▶ [What you need to do]: For each line below that contains the string "Query", copy that line.

▶ [Entries provided]:
--------
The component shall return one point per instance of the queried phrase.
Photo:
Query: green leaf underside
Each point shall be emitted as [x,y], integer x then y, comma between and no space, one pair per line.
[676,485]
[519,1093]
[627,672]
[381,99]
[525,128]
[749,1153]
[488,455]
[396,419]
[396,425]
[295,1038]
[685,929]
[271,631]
--------
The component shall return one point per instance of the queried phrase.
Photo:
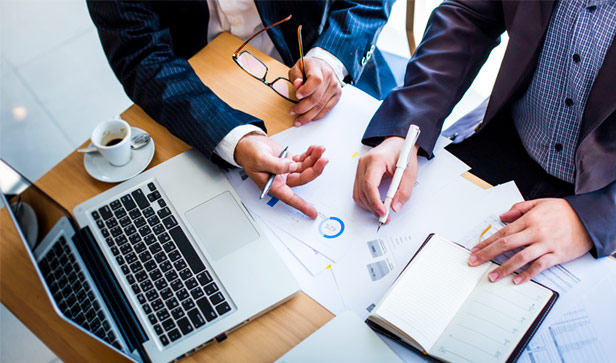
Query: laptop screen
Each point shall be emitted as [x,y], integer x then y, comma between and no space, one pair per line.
--------
▶ [Answer box]:
Query: green leaf underside
Query: laptop screen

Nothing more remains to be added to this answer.